> [Work required]:
Please recast every line of the items below as a JSON list of strings, one string per line, and leave out any blank lines.

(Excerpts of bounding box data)
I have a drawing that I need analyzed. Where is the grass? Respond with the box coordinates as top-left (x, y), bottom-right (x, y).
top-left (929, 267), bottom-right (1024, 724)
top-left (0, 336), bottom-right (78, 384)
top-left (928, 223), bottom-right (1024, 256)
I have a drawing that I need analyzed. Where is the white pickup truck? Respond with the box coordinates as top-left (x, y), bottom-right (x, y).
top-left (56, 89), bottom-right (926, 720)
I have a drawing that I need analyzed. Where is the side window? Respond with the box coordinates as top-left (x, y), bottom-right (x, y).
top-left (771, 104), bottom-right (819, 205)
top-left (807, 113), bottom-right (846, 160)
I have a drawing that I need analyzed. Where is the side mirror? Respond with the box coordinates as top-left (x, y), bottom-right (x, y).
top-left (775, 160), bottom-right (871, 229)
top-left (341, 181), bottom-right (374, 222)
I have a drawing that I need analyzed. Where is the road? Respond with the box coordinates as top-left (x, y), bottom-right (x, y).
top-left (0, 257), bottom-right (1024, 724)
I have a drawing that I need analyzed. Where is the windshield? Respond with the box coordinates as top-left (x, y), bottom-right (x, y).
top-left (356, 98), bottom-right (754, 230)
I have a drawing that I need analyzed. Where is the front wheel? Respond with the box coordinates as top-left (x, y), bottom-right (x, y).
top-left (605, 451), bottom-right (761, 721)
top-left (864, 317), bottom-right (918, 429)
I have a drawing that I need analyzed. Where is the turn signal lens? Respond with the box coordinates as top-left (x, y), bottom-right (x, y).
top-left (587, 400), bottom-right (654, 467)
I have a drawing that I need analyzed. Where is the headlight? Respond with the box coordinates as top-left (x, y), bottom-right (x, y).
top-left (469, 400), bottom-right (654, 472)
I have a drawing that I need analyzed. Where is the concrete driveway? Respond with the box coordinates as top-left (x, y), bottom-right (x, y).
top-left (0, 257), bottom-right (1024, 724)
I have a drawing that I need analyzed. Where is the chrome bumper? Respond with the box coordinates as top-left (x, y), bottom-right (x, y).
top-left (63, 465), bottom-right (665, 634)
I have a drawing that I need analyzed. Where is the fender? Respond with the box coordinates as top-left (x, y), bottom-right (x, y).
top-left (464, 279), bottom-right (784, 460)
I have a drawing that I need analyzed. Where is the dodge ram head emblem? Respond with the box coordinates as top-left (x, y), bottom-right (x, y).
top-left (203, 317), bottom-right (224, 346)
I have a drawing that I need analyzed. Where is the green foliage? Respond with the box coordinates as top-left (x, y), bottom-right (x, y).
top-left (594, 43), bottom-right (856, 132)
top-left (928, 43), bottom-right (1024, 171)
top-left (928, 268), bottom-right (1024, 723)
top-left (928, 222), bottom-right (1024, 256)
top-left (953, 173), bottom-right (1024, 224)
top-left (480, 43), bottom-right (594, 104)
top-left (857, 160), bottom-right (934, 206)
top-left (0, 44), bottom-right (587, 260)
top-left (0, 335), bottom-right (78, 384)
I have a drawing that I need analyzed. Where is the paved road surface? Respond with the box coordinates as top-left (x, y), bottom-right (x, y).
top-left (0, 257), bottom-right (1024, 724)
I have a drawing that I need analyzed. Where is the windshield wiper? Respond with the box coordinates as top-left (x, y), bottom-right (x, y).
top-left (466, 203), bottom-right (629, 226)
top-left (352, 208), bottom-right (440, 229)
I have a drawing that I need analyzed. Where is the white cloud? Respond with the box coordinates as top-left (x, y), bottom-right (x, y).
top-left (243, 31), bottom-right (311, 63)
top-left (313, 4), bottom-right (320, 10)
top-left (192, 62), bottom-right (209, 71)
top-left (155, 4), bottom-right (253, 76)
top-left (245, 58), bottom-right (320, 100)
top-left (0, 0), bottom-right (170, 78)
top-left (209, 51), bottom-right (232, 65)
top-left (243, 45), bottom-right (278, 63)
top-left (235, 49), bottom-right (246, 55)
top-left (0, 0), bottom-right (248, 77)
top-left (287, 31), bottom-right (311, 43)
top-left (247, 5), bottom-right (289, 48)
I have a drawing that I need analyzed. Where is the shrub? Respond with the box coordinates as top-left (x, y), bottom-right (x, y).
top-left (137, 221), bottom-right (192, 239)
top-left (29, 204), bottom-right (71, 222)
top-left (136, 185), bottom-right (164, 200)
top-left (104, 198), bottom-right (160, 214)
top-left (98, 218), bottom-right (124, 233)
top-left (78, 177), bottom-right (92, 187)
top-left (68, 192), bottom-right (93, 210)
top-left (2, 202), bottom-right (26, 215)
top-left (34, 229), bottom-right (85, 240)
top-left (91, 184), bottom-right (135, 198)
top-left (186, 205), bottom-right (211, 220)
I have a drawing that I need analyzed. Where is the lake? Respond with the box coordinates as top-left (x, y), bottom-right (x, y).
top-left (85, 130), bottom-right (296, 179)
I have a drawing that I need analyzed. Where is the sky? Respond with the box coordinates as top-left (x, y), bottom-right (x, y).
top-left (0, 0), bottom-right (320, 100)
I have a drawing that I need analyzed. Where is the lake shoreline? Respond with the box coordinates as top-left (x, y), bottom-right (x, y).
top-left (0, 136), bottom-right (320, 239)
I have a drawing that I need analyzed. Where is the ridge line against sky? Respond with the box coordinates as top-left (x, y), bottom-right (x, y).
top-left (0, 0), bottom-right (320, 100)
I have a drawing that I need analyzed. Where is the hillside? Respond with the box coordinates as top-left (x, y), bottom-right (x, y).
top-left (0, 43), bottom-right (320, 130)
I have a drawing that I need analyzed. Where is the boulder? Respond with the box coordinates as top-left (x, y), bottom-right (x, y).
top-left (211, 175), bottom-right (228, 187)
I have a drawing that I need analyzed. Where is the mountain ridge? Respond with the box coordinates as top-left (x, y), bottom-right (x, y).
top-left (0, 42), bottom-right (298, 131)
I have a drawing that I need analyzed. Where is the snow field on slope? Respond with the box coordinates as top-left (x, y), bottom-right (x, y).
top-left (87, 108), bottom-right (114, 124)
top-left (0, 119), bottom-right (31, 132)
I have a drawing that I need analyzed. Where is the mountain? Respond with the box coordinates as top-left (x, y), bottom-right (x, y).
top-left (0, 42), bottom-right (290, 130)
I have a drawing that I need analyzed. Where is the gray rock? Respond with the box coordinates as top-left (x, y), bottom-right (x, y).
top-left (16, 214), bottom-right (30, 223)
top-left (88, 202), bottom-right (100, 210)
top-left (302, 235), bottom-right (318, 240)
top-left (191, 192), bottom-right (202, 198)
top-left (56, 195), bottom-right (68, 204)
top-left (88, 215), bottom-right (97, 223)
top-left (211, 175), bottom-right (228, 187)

> [Result of this exercise]:
[
  "I have a drawing that I need analyzed. Where is the grass? Respond with the box coordinates as top-left (x, y), bottom-right (x, y).",
  "top-left (929, 267), bottom-right (1024, 724)",
  "top-left (0, 336), bottom-right (78, 384)",
  "top-left (928, 223), bottom-right (1024, 256)",
  "I have a drawing that I need analyzed. Where is the white pickup truck? Respond with the box coordinates as top-left (x, y), bottom-right (x, y).",
  "top-left (56, 89), bottom-right (926, 720)",
  "I have a drawing that I need analyzed. Where is the side window? Respond with the box coordinates as top-left (x, y), bottom-right (x, y).",
  "top-left (771, 104), bottom-right (819, 205)",
  "top-left (807, 113), bottom-right (846, 160)",
  "I have a drawing that I need analyzed. Where is the side mirror? Respond with the box coordinates as top-left (x, y), bottom-right (x, y).",
  "top-left (775, 160), bottom-right (871, 229)",
  "top-left (341, 181), bottom-right (374, 222)",
  "I have a drawing that I need analyzed. Where is the road? Respond with the box coordinates as top-left (x, y), bottom-right (x, y).",
  "top-left (0, 257), bottom-right (1024, 724)",
  "I have a drawing that I need analyzed. Where is the windshield? Respond with the box coordinates as top-left (x, y), bottom-right (x, y).",
  "top-left (356, 98), bottom-right (754, 230)",
  "I have a drawing that I need analyzed. Where is the front wheel? Respond with the box coordinates as top-left (x, y), bottom-right (x, y).",
  "top-left (605, 451), bottom-right (761, 721)",
  "top-left (864, 317), bottom-right (918, 429)",
  "I have a drawing that I need analyzed. Where is the turn signal lens? Respond with the box coordinates as top-left (x, y), bottom-right (x, y).",
  "top-left (587, 400), bottom-right (654, 467)",
  "I have a drawing that I need analyzed. Where is the headlight? Respond with the box coordinates as top-left (x, y), bottom-right (x, y).",
  "top-left (469, 400), bottom-right (654, 472)",
  "I have a drawing that I need analyzed. Where is the concrete driveway? Respond with the box coordinates as top-left (x, y), bottom-right (x, y).",
  "top-left (0, 257), bottom-right (1024, 724)",
  "I have a drawing that I need analyzed. Where is the chrome bumper? Respond with the box coordinates as top-left (x, y), bottom-right (x, y).",
  "top-left (63, 465), bottom-right (665, 634)",
  "I have a drawing that I need analyzed. Where is the fender? Respond with the box coordinates as top-left (x, y), bottom-right (x, y).",
  "top-left (464, 279), bottom-right (784, 460)",
  "I have a drawing that I need analyzed. Where is the dodge ram head emblem? Respond with the box coordinates as top-left (x, y), bottom-right (x, y).",
  "top-left (203, 317), bottom-right (224, 346)",
  "I have a drawing that I need analyzed. Where is the green foliage? Respond with the box coordinates as top-left (x, y), bottom-right (x, y).",
  "top-left (594, 43), bottom-right (856, 132)",
  "top-left (928, 43), bottom-right (1024, 171)",
  "top-left (928, 268), bottom-right (1024, 723)",
  "top-left (928, 222), bottom-right (1024, 256)",
  "top-left (953, 173), bottom-right (1024, 224)",
  "top-left (480, 43), bottom-right (594, 104)",
  "top-left (857, 160), bottom-right (934, 206)",
  "top-left (0, 44), bottom-right (587, 260)",
  "top-left (0, 335), bottom-right (78, 384)",
  "I have a drawing that I need analyzed. Where is the paved road surface? Respond with the box coordinates as top-left (x, y), bottom-right (x, y).",
  "top-left (0, 257), bottom-right (1024, 724)",
  "I have a drawing that I need analyzed. Where is the windshield wiper? Respond with the box coordinates as top-left (x, y), bottom-right (x, y).",
  "top-left (466, 203), bottom-right (629, 226)",
  "top-left (352, 208), bottom-right (440, 229)",
  "I have a drawing that I need analyzed. Where is the white cloud? Respond with the box coordinates as top-left (x, y), bottom-right (x, y).",
  "top-left (243, 31), bottom-right (311, 63)",
  "top-left (313, 4), bottom-right (320, 10)",
  "top-left (192, 62), bottom-right (209, 71)",
  "top-left (155, 4), bottom-right (253, 76)",
  "top-left (245, 58), bottom-right (320, 100)",
  "top-left (0, 0), bottom-right (170, 78)",
  "top-left (209, 51), bottom-right (232, 65)",
  "top-left (243, 45), bottom-right (278, 63)",
  "top-left (235, 49), bottom-right (246, 55)",
  "top-left (0, 0), bottom-right (248, 77)",
  "top-left (287, 31), bottom-right (311, 43)",
  "top-left (247, 5), bottom-right (289, 48)",
  "I have a drawing that I need analyzed. Where is the shrub? Respond with the box coordinates as top-left (x, y), bottom-right (x, y).",
  "top-left (137, 221), bottom-right (192, 239)",
  "top-left (29, 204), bottom-right (71, 222)",
  "top-left (136, 185), bottom-right (164, 200)",
  "top-left (104, 198), bottom-right (160, 214)",
  "top-left (98, 218), bottom-right (124, 233)",
  "top-left (78, 177), bottom-right (92, 187)",
  "top-left (68, 192), bottom-right (93, 210)",
  "top-left (2, 202), bottom-right (26, 215)",
  "top-left (34, 229), bottom-right (85, 240)",
  "top-left (91, 184), bottom-right (135, 198)",
  "top-left (186, 205), bottom-right (211, 220)",
  "I have a drawing that I need analyzed. Where is the lake? Respond with the box coordinates as top-left (x, y), bottom-right (x, y).",
  "top-left (85, 130), bottom-right (296, 179)",
  "I have a drawing that I need analyzed. Where is the sky? Respond with the box coordinates as top-left (x, y), bottom-right (x, y).",
  "top-left (0, 0), bottom-right (320, 100)",
  "I have a drawing that I need analyzed. Where is the lake shoreline? Respond with the box coordinates as top-left (x, y), bottom-right (x, y).",
  "top-left (0, 136), bottom-right (320, 239)",
  "I have a drawing that I need analyzed. Where is the ridge line against sky? Respond with the box coordinates as top-left (x, y), bottom-right (x, y).",
  "top-left (0, 0), bottom-right (320, 100)",
  "I have a drawing that I need analyzed. Where is the hillside? Respond with the box coordinates as top-left (x, y), bottom-right (x, y).",
  "top-left (0, 43), bottom-right (320, 130)",
  "I have a drawing that I need analyzed. Where is the boulder? Respond with the box coordinates as top-left (x, y), bottom-right (x, y).",
  "top-left (211, 175), bottom-right (228, 187)",
  "I have a drawing that I need analyzed. Where is the mountain ridge? Respond with the box coordinates as top-left (x, y), bottom-right (x, y).",
  "top-left (0, 42), bottom-right (298, 131)",
  "I have a drawing that I need analyzed. Where is the snow field on slope? Respond with the box coordinates as top-left (x, y), bottom-right (x, y).",
  "top-left (87, 108), bottom-right (114, 124)",
  "top-left (0, 119), bottom-right (31, 132)",
  "I have a drawing that I need analyzed. Where is the mountain? Respond with the box coordinates as top-left (x, y), bottom-right (x, y).",
  "top-left (0, 42), bottom-right (290, 130)",
  "I have a drawing that I need analyzed. Where is the gray rock? Respond with the box coordinates as top-left (x, y), bottom-right (x, y).",
  "top-left (16, 214), bottom-right (30, 223)",
  "top-left (88, 202), bottom-right (100, 210)",
  "top-left (302, 235), bottom-right (318, 240)",
  "top-left (191, 192), bottom-right (202, 198)",
  "top-left (56, 195), bottom-right (68, 204)",
  "top-left (88, 215), bottom-right (97, 223)",
  "top-left (211, 175), bottom-right (228, 187)"
]